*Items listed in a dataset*
++++++++
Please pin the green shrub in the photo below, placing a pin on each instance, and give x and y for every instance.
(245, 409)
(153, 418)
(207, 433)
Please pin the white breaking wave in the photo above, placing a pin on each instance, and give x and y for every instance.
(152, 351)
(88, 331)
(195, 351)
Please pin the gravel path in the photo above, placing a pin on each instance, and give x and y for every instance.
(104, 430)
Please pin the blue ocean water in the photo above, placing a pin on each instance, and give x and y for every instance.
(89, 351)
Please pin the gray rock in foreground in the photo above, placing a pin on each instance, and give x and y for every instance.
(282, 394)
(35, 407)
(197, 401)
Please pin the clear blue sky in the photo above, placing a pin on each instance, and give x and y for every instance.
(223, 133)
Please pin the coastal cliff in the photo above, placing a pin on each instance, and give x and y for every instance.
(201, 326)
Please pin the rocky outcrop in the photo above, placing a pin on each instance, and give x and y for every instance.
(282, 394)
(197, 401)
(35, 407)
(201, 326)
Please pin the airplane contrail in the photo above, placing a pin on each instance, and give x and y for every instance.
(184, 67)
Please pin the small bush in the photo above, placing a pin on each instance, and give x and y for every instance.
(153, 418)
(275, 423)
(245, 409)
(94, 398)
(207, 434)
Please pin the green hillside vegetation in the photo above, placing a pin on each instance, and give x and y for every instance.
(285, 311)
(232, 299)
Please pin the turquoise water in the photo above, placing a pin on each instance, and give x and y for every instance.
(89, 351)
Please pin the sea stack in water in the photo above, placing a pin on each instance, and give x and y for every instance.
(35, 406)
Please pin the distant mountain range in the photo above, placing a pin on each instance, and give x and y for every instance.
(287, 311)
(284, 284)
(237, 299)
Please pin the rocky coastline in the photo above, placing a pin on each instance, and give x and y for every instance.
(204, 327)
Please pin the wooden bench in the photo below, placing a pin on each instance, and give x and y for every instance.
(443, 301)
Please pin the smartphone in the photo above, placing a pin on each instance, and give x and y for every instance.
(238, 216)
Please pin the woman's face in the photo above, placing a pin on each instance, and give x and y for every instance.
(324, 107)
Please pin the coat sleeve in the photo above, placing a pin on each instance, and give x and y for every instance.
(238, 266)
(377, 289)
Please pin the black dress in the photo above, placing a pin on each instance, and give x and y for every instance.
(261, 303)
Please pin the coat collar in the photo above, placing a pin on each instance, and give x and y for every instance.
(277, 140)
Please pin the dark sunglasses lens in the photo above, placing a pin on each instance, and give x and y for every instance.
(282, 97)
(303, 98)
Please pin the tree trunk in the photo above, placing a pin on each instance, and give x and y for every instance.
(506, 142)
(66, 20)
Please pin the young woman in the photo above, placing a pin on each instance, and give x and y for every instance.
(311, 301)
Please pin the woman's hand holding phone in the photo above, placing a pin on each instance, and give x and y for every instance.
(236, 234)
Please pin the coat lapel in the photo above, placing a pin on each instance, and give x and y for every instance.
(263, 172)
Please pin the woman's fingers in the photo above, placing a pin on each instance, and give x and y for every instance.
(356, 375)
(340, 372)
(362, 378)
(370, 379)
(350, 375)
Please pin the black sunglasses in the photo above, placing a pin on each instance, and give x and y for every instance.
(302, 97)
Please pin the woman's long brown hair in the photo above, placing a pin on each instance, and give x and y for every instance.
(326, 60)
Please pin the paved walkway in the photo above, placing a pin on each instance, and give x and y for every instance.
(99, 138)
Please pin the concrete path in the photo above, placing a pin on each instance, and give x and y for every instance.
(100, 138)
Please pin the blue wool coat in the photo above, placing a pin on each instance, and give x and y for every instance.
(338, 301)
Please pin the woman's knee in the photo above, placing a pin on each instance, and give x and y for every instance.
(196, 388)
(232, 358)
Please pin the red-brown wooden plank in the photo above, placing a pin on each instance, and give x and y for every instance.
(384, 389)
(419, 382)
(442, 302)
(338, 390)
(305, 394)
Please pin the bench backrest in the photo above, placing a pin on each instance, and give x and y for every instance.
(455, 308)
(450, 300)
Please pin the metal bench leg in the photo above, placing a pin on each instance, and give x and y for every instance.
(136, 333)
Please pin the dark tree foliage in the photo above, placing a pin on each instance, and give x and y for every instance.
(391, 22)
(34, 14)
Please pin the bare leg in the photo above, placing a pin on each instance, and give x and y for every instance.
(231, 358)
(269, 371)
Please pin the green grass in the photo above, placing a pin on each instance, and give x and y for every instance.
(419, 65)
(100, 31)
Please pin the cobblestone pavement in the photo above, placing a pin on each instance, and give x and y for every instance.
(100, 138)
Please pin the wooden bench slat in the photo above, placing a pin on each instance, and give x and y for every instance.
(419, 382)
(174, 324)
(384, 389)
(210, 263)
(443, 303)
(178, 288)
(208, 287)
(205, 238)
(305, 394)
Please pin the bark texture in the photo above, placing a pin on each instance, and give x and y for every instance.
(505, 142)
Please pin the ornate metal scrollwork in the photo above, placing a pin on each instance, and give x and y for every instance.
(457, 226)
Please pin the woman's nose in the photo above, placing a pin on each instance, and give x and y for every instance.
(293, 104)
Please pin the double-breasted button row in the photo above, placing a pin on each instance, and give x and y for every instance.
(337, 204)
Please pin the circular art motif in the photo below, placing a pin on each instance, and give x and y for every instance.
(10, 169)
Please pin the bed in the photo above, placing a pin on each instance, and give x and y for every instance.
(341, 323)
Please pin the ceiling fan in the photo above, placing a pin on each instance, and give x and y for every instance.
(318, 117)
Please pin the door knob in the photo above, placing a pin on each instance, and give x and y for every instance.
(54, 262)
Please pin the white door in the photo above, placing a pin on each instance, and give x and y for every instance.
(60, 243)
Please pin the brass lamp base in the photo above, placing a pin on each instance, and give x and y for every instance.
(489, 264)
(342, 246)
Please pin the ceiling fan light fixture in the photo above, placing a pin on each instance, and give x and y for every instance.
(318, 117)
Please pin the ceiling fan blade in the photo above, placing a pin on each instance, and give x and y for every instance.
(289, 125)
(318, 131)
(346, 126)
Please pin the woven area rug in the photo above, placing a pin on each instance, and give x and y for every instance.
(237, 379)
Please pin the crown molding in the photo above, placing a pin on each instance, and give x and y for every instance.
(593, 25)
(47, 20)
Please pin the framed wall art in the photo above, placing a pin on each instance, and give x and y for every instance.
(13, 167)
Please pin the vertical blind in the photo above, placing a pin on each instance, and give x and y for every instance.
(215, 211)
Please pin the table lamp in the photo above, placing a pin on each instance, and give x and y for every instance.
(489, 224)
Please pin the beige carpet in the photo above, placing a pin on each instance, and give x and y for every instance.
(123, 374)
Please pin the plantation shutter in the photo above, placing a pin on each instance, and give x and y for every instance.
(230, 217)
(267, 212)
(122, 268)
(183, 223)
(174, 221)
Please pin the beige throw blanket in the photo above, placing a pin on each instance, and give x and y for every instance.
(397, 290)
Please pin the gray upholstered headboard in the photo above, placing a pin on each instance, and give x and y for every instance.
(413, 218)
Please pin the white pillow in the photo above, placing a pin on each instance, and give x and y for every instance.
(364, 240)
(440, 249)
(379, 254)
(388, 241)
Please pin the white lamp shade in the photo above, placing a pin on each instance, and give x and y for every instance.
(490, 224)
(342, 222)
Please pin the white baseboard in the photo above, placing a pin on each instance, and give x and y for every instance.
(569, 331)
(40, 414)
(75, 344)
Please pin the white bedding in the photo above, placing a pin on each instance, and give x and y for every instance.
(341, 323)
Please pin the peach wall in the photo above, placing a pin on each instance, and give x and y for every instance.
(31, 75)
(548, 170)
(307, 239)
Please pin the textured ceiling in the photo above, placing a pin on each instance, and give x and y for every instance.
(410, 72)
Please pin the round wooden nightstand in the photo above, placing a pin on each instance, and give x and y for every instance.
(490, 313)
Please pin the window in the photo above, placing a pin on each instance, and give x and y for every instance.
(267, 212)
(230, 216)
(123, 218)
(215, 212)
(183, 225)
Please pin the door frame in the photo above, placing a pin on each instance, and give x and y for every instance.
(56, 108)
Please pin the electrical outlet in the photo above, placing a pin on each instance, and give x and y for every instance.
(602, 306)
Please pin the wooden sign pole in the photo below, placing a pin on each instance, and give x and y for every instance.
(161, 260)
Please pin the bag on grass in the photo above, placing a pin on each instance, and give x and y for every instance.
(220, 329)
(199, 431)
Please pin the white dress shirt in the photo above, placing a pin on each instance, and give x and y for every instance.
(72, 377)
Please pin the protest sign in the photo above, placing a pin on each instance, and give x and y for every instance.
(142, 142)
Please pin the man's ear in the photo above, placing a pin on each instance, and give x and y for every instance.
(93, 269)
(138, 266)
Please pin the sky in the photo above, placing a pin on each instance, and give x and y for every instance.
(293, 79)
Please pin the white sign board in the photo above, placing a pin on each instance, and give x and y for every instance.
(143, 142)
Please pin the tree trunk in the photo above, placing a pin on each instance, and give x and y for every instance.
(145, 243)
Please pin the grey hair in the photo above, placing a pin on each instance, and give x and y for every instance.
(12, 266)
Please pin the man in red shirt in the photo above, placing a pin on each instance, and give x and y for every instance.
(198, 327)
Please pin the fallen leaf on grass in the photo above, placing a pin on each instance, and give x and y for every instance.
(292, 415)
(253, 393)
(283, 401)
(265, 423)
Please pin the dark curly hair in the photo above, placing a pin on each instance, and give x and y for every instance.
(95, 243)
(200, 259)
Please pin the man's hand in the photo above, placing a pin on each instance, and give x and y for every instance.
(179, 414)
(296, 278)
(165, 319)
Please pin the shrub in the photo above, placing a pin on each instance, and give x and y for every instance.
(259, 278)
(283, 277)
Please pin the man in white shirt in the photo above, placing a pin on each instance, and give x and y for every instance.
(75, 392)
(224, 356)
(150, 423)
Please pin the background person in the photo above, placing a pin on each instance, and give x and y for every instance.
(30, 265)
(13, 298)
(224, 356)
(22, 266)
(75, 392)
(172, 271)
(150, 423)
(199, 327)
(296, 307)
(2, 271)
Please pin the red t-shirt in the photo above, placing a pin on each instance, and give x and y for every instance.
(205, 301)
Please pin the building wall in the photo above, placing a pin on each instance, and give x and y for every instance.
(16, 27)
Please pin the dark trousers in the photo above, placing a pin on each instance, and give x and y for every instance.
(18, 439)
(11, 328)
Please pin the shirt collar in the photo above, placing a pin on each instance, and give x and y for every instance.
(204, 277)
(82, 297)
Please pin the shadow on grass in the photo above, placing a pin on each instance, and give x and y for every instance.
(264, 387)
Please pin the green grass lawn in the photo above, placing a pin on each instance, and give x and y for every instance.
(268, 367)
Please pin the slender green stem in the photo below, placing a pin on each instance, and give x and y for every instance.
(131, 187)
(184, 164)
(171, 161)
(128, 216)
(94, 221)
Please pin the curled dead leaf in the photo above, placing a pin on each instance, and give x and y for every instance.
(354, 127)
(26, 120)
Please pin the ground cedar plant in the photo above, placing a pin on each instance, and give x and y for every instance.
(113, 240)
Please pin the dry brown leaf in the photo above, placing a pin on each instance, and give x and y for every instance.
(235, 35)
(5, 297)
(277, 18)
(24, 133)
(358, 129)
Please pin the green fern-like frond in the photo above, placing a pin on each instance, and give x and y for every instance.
++++++++
*THE PROBLEM*
Starting from the line containing "Please pin the curled" and ending with the final line of the data, reproduce each line exactly as it appears, including no other lines.

*TASK SOLUTION*
Please pin the curled dead leaf in the photo above, placing a pin on each instance, and give x and y for every instance.
(354, 127)
(26, 120)
Please pin the ground cedar plant in the photo above, placing a pin on each instance, and give x and y for every instance.
(113, 240)
Please pin the dry brown leaf in the photo above, placing a pin on each instance, and give x and y for every instance.
(235, 35)
(5, 297)
(277, 18)
(24, 133)
(358, 129)
Please pin the green fern-like frond in the photo above, placing a pin on each instance, and give x and y for every instance.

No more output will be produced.